▶ **Exercise instructions**
Word for word, restate the lines of the listing below from the line with "# tag every instance of the tree bark" through the line with "# tag every instance of the bare soil", and do not include the pictures.

▶ **Records for the task**

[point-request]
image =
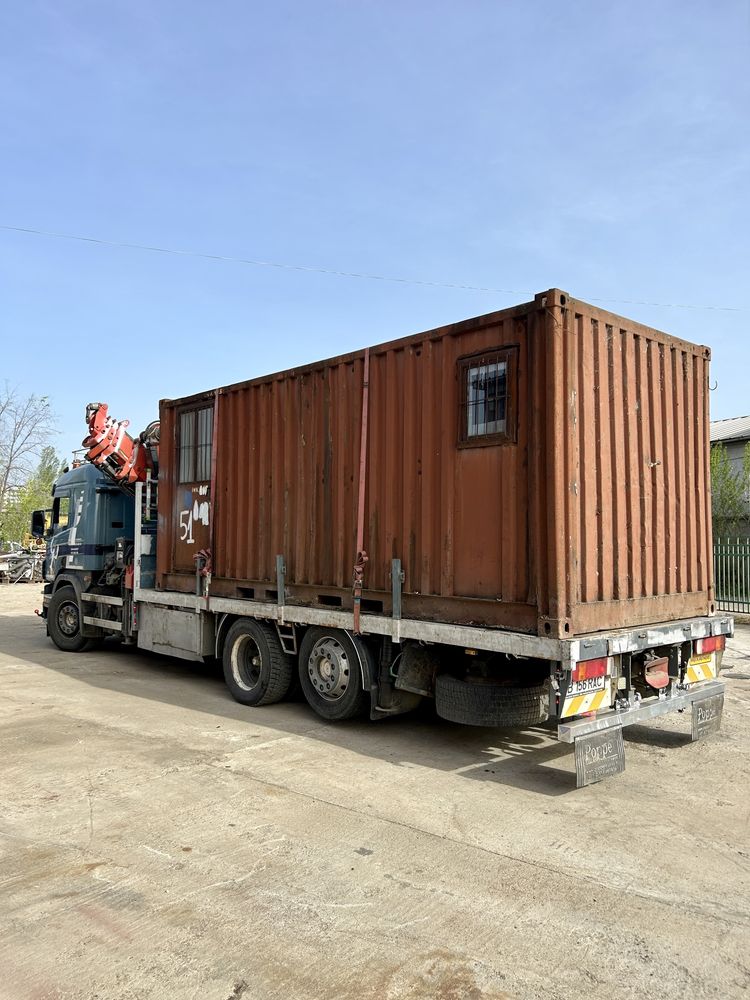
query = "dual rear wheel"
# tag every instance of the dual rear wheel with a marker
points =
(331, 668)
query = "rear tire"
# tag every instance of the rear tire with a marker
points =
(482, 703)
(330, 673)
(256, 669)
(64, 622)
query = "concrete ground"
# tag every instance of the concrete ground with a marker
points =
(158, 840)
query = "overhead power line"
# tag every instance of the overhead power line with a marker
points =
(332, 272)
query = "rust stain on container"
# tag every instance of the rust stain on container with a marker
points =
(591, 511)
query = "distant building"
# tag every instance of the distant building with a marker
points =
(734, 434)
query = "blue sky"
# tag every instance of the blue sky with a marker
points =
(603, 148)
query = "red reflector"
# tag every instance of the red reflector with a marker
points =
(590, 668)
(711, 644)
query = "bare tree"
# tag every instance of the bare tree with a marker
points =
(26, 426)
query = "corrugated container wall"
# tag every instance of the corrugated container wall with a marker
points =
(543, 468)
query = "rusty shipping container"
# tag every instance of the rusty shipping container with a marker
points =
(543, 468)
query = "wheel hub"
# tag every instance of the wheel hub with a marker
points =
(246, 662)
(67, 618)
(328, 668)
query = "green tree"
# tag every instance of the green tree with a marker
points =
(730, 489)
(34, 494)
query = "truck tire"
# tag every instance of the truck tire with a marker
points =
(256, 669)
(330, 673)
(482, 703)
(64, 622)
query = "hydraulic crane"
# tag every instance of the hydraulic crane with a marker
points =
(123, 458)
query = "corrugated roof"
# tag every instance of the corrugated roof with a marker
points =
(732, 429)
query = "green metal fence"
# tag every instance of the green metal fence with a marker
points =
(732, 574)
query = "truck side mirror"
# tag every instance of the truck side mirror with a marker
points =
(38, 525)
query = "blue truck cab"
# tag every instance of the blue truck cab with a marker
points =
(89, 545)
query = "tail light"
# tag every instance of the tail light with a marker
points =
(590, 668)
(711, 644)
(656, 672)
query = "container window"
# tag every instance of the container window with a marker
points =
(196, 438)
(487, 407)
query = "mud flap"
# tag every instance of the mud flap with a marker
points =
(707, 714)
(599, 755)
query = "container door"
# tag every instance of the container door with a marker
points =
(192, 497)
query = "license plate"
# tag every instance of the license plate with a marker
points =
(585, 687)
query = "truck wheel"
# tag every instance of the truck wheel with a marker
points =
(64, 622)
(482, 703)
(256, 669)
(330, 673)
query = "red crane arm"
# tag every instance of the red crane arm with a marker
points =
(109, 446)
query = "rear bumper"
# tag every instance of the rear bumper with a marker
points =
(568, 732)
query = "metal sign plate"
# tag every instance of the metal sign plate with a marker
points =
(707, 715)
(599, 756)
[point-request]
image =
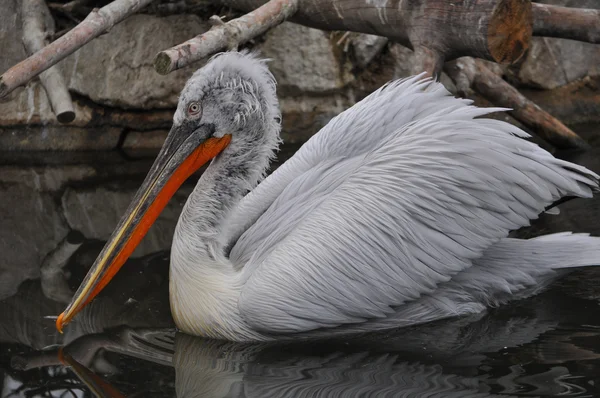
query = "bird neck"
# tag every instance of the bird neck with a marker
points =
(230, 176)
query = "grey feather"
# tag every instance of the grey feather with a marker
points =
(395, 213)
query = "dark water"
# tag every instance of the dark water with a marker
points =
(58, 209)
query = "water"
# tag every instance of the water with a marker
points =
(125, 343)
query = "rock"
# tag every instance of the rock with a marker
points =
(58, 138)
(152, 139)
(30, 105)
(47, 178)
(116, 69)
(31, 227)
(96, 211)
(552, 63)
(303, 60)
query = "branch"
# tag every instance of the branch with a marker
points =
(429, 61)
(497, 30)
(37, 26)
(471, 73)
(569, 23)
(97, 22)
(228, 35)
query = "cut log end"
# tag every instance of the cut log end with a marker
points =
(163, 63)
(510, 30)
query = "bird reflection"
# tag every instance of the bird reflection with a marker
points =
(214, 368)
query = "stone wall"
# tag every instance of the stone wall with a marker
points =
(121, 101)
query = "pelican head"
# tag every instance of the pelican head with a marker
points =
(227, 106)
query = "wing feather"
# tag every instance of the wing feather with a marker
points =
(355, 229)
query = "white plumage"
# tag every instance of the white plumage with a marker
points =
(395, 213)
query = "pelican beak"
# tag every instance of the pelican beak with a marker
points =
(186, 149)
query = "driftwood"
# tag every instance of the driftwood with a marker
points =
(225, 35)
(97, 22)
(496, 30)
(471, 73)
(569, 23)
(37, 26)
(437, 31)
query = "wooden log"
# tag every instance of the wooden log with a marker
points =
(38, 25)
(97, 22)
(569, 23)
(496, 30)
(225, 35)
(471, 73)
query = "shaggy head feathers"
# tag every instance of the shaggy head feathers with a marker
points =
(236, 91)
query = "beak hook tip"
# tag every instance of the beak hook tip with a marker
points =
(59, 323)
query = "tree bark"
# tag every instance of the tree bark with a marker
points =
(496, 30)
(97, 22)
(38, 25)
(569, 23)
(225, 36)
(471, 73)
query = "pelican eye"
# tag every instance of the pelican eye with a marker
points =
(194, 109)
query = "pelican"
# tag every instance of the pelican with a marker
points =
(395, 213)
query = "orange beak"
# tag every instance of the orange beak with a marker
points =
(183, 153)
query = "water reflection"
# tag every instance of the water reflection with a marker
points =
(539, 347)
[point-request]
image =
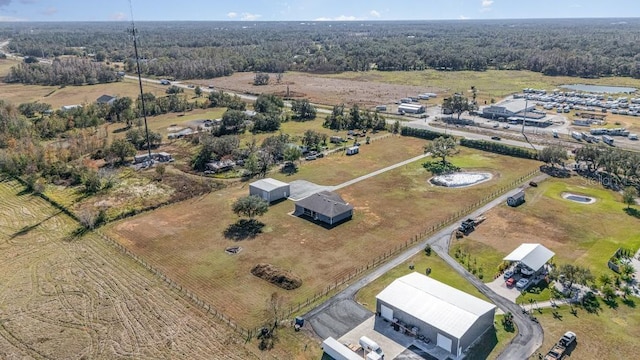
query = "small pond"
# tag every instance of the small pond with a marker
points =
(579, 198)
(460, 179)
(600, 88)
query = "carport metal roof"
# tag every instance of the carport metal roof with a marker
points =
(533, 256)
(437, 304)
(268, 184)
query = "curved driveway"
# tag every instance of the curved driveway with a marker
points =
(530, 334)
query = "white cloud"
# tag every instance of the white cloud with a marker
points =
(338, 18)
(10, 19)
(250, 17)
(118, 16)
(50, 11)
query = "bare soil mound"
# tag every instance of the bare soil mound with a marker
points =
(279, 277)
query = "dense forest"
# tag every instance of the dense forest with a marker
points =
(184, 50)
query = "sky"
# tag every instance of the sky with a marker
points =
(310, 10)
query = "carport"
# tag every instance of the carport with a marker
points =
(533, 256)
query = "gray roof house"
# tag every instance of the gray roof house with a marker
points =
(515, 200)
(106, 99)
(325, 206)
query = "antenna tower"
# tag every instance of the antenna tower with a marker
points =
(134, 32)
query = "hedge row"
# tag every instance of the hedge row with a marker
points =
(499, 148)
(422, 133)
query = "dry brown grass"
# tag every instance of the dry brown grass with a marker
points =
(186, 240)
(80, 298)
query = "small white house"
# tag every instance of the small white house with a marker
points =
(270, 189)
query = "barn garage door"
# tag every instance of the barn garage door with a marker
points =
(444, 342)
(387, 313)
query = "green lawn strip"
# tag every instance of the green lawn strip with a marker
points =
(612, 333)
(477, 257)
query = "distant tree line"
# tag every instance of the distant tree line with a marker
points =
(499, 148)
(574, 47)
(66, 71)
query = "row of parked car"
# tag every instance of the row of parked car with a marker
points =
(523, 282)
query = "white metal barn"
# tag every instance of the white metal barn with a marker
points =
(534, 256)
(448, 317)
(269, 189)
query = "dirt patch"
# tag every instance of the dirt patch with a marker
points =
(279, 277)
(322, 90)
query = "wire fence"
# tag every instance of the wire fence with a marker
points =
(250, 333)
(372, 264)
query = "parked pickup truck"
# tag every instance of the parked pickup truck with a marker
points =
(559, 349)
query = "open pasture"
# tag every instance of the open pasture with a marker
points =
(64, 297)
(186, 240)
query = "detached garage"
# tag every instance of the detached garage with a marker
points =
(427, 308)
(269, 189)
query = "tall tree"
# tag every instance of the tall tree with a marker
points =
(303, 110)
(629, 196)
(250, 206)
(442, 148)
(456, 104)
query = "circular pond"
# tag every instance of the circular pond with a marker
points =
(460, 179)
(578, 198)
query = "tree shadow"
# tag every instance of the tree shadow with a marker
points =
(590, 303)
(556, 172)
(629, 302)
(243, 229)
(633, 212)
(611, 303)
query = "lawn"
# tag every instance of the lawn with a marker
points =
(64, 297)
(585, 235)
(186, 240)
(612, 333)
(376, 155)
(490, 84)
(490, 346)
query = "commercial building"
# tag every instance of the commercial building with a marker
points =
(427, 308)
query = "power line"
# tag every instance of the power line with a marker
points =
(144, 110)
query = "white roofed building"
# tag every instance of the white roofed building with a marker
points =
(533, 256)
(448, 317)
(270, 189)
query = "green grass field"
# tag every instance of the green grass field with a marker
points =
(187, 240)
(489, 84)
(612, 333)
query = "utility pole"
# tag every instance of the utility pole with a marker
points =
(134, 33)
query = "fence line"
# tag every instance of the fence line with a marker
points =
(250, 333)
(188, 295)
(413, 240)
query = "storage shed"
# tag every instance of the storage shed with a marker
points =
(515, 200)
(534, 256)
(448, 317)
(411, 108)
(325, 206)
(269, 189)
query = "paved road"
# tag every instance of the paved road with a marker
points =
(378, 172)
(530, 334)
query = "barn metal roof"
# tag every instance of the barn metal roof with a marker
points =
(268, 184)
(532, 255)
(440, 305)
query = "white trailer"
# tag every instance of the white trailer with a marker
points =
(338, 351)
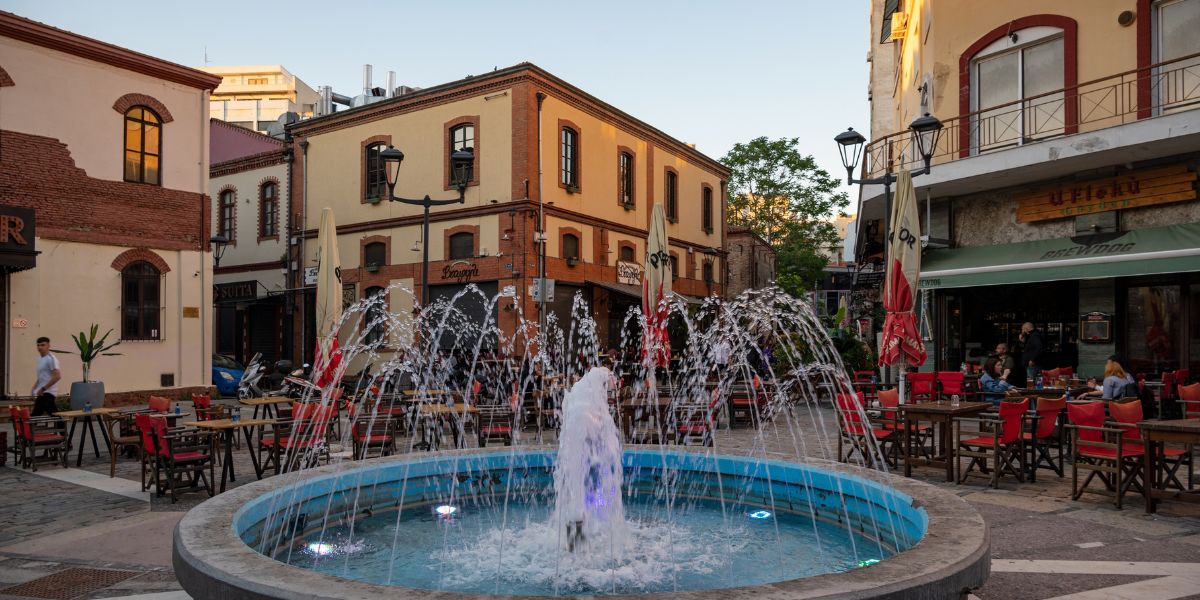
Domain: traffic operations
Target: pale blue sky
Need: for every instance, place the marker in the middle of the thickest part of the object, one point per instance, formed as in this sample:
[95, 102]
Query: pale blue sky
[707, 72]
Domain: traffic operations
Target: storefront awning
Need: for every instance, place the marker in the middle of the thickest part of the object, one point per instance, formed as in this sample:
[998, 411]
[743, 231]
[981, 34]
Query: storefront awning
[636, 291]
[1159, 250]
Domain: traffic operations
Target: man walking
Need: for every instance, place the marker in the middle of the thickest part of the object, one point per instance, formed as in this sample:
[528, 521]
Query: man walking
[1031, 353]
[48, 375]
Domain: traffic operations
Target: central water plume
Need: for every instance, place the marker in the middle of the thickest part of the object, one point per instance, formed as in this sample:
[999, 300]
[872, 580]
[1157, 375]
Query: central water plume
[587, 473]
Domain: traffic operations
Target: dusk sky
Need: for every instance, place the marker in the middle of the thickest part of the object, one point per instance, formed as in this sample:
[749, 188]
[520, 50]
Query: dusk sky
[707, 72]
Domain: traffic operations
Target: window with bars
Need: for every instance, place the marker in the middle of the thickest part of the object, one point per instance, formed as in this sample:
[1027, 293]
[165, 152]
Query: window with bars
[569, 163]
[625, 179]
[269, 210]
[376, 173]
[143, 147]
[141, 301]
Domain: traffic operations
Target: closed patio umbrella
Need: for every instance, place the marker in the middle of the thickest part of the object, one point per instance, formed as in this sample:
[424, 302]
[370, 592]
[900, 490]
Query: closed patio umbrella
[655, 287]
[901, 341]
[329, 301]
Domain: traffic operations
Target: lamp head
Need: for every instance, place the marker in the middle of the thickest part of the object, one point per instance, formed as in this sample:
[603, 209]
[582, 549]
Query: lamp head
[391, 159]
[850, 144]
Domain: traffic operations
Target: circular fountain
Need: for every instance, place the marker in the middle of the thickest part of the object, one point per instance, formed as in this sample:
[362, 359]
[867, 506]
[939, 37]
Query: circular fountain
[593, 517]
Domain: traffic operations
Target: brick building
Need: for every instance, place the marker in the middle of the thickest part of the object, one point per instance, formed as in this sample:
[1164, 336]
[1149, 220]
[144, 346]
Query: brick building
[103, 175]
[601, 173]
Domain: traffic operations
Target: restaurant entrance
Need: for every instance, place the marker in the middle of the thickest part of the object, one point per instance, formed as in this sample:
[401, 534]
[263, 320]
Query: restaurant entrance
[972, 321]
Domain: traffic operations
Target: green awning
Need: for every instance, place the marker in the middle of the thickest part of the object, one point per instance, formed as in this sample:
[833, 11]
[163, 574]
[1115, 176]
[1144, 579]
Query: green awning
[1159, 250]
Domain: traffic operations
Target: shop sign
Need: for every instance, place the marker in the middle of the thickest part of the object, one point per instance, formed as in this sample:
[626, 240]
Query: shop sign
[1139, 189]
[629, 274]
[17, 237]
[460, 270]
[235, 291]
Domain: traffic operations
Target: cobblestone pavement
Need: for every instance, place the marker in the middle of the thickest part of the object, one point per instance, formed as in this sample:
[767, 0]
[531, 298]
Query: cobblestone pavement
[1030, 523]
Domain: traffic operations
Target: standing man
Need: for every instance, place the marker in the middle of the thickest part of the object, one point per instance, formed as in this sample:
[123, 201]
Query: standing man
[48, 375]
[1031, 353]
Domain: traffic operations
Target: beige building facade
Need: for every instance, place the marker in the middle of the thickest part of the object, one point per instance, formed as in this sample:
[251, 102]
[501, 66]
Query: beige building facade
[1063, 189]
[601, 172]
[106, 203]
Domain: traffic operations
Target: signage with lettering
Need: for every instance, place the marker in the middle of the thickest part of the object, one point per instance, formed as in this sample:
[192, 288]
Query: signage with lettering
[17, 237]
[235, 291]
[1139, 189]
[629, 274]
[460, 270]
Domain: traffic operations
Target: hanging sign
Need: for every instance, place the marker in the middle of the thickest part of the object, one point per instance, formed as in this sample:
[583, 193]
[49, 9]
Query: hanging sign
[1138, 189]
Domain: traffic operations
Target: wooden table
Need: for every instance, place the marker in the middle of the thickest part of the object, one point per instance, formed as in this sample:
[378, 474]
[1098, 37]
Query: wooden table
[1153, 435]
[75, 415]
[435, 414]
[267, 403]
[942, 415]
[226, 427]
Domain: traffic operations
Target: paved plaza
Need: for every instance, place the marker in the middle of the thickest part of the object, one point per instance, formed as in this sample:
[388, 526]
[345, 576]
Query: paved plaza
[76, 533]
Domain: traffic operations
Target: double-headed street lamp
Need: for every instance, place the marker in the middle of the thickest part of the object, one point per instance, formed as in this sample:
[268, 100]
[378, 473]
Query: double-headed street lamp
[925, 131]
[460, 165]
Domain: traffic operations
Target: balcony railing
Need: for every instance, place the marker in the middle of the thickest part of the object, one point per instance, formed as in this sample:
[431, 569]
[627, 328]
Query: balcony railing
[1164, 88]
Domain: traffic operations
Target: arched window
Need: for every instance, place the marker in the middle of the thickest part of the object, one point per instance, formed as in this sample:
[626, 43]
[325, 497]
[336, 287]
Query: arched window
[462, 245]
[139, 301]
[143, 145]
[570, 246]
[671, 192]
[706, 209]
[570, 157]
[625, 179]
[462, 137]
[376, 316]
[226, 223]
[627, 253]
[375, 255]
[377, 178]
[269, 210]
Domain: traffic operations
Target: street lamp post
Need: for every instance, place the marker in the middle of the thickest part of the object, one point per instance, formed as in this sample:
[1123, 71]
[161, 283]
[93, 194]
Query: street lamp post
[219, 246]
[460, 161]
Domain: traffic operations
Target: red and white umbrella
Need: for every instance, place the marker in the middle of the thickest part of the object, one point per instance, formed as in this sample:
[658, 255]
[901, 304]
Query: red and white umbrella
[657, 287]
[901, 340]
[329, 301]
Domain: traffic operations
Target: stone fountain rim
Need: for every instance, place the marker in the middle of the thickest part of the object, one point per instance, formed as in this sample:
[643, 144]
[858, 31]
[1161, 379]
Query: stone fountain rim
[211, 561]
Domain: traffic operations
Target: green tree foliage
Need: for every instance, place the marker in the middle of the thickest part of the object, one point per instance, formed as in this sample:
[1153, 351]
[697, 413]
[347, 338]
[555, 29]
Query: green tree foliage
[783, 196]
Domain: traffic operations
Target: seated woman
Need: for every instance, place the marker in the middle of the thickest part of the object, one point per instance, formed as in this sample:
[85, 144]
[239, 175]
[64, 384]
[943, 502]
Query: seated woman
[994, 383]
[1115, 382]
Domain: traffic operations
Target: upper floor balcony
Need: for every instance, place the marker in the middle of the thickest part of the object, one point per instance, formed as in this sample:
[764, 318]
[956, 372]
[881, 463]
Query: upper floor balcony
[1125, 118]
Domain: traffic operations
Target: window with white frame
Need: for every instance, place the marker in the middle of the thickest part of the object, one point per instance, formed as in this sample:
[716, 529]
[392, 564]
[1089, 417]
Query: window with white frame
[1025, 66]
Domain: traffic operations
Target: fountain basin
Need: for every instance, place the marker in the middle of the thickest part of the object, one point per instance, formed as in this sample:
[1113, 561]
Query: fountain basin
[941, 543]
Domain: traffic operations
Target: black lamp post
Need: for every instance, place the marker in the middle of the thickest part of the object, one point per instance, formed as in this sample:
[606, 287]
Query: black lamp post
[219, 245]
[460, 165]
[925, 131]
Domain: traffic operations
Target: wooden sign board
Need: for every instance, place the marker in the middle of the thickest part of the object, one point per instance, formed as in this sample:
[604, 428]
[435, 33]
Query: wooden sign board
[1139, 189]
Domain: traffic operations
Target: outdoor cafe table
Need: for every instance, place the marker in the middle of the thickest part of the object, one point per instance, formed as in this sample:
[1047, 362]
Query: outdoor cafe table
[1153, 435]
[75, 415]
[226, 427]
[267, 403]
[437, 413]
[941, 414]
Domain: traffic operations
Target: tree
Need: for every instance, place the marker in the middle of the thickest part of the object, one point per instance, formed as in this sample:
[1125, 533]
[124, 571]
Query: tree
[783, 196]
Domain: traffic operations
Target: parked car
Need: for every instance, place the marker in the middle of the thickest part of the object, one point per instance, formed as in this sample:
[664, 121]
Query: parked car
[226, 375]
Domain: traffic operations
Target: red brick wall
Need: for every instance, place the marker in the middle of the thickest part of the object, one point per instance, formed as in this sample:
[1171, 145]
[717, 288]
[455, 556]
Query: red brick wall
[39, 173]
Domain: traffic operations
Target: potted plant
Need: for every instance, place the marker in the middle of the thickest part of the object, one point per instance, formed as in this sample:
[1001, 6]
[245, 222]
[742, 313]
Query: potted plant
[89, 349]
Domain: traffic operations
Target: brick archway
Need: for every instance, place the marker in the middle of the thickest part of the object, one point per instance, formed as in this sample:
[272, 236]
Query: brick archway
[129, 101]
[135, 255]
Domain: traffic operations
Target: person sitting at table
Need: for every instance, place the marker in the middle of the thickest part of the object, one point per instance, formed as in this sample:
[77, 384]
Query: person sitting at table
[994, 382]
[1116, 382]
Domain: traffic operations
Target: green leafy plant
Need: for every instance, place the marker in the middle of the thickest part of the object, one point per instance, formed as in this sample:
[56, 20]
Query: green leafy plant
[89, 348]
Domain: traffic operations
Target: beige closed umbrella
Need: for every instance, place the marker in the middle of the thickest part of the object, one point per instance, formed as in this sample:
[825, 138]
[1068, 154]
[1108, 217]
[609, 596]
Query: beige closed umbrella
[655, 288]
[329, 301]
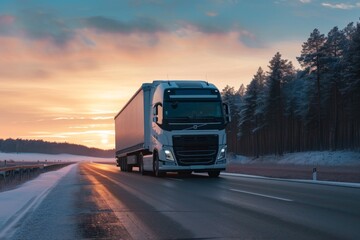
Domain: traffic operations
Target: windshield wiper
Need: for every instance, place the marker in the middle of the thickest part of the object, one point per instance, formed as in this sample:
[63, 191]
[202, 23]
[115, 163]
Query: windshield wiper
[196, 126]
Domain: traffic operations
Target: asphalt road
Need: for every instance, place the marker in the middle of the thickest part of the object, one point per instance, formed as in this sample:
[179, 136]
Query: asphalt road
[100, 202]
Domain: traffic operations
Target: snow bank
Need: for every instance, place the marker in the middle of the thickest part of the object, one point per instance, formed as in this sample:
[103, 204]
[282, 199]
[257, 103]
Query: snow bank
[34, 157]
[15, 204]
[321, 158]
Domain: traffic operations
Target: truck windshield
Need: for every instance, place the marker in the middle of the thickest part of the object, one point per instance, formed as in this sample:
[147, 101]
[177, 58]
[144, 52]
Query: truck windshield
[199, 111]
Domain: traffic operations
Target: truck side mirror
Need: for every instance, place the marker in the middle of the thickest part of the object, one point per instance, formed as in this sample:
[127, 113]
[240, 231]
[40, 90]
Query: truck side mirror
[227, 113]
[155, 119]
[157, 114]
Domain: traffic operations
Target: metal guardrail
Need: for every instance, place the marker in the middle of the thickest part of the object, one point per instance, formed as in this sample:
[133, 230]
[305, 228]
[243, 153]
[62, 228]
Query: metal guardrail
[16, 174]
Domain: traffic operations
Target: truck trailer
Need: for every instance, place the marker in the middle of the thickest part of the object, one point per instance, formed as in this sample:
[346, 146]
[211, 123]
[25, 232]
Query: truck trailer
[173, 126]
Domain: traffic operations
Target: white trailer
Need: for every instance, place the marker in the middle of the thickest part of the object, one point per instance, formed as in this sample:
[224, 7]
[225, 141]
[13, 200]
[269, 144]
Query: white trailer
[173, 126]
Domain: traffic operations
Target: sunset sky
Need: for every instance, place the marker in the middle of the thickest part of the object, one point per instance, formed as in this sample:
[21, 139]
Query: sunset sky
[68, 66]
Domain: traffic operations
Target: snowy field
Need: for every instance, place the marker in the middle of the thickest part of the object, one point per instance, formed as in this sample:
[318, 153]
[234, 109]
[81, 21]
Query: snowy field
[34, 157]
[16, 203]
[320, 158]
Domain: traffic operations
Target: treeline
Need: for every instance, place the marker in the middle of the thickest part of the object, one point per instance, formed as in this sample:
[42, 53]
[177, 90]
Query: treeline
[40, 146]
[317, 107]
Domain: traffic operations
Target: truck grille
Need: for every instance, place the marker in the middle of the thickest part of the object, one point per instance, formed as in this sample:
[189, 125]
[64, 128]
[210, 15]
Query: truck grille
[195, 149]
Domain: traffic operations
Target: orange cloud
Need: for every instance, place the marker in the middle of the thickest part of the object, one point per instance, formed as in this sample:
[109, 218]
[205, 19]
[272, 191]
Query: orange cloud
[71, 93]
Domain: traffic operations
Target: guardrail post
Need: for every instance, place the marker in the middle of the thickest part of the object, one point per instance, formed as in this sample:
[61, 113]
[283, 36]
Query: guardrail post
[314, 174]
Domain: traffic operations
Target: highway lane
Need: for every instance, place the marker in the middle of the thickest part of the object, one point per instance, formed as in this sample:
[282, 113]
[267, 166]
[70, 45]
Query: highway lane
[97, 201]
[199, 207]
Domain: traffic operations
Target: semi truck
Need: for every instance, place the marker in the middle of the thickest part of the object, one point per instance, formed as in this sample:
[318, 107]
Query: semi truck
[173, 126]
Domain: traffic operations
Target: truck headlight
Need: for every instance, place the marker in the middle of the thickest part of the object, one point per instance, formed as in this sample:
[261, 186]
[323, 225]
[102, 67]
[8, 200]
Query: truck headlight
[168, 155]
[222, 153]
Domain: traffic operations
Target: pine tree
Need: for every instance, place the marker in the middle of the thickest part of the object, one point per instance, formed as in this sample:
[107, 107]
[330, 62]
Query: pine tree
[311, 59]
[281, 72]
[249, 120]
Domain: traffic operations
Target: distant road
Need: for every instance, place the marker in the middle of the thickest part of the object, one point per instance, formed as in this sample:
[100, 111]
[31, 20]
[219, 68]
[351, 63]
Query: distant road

▶ **Answer**
# tag every instance of the tree bark with a marker
points =
(496, 30)
(97, 22)
(38, 25)
(569, 23)
(225, 36)
(471, 73)
query = "pelican eye"
# tag every instance of the pelican eye with a marker
points =
(194, 109)
query = "pelican"
# tag every instance of the pelican with a marker
points =
(395, 213)
query = "orange beak"
# tag every instance of the orange beak with a marker
points =
(183, 153)
query = "water reflection"
# tag every instance of the water reflection with a marker
points =
(539, 347)
[point-request]
image =
query = "small pond"
# tag every instance of the small pond with a marker
points =
(579, 198)
(460, 179)
(600, 88)
query = "carport metal roof"
# tag every instance of the carport metal roof with a marker
points =
(533, 256)
(437, 304)
(268, 184)
query = "curved driveway"
# tag every instance of the curved driveway with a marker
points =
(530, 334)
query = "white cloud"
# tag every instance of the white cloud with a marker
points =
(338, 18)
(10, 19)
(250, 17)
(118, 16)
(50, 11)
query = "bare soil mound"
# tag every instance of the bare soil mound with a marker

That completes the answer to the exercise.